## Problem statement:
Begin at the line that holds "x=156, y=210" and copy each line exactly until the data below ends, including that last line but no pictures.
=== Available data ===
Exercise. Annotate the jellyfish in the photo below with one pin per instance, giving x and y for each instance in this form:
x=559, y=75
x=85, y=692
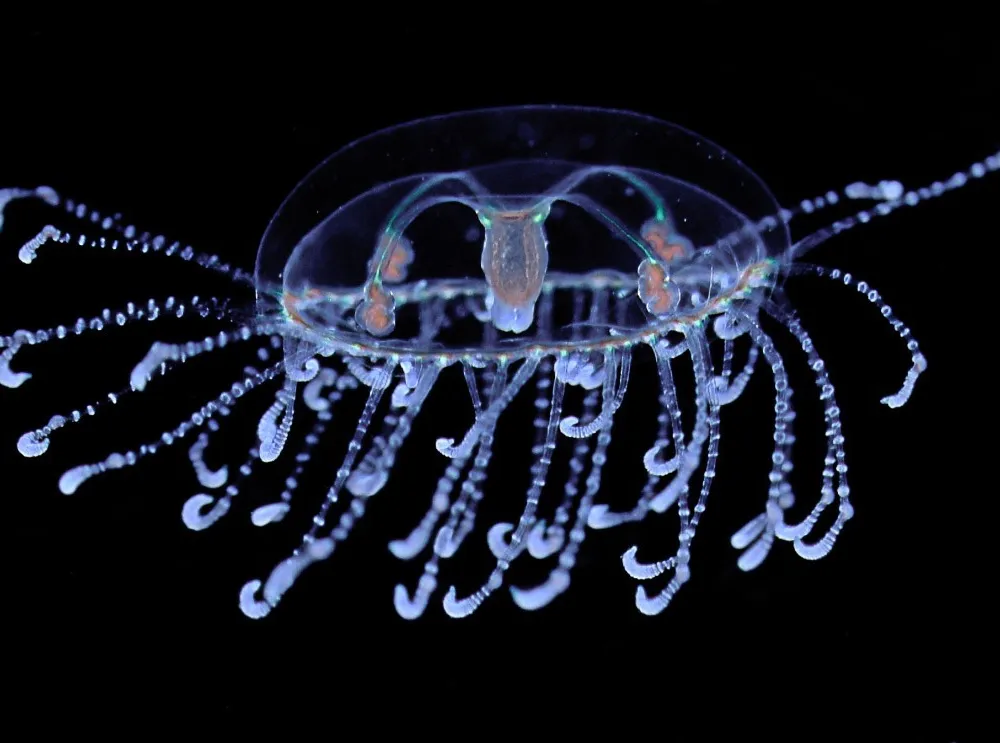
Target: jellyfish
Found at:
x=490, y=252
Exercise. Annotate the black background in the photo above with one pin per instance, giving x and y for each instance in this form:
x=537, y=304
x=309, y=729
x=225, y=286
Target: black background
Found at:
x=203, y=144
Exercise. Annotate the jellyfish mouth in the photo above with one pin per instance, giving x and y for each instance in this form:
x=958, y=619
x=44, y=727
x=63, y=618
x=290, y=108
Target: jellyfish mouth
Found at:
x=453, y=317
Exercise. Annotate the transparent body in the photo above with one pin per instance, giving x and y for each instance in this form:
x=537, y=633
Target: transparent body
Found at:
x=487, y=251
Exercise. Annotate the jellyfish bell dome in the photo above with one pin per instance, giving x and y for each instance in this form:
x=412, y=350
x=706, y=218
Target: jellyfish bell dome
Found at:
x=474, y=230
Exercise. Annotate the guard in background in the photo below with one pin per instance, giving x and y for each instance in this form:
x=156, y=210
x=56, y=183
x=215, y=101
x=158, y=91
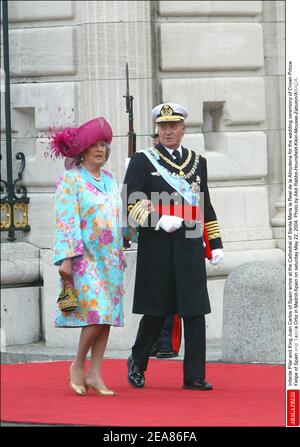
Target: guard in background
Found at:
x=171, y=273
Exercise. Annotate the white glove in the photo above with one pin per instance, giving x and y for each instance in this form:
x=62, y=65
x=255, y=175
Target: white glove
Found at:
x=169, y=223
x=217, y=256
x=127, y=160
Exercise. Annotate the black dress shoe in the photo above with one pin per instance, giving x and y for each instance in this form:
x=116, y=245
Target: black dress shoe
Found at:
x=135, y=374
x=166, y=354
x=197, y=384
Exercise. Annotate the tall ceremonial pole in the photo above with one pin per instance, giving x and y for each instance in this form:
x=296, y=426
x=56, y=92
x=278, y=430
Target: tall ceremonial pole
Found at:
x=131, y=133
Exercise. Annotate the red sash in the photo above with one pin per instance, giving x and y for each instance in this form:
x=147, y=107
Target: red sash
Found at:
===
## Answer box:
x=156, y=210
x=56, y=183
x=215, y=101
x=158, y=91
Target: guard in background
Found at:
x=171, y=273
Exercise. Annotate the white glove in the photo above with one pin per instance, giving x and y for each instance in this form:
x=62, y=65
x=255, y=175
Target: white glove
Found at:
x=169, y=223
x=217, y=256
x=127, y=160
Exercise. Annotate the black dress shoe in the photo above with one pin per instance, giving x and y for each instance in this form:
x=116, y=245
Target: black dress shoe
Found at:
x=135, y=374
x=166, y=354
x=197, y=384
Exercise. Annotate the tall ceremonial pole in the photo above with one pin per instance, giving x and y for each instance in this form:
x=296, y=426
x=56, y=92
x=278, y=430
Target: tall ceremonial pole
Found at:
x=131, y=133
Exercise. Annotate the red sash in the photo above with one pin per instance, giving x and y for each instance in this form:
x=147, y=107
Target: red sash
Found at:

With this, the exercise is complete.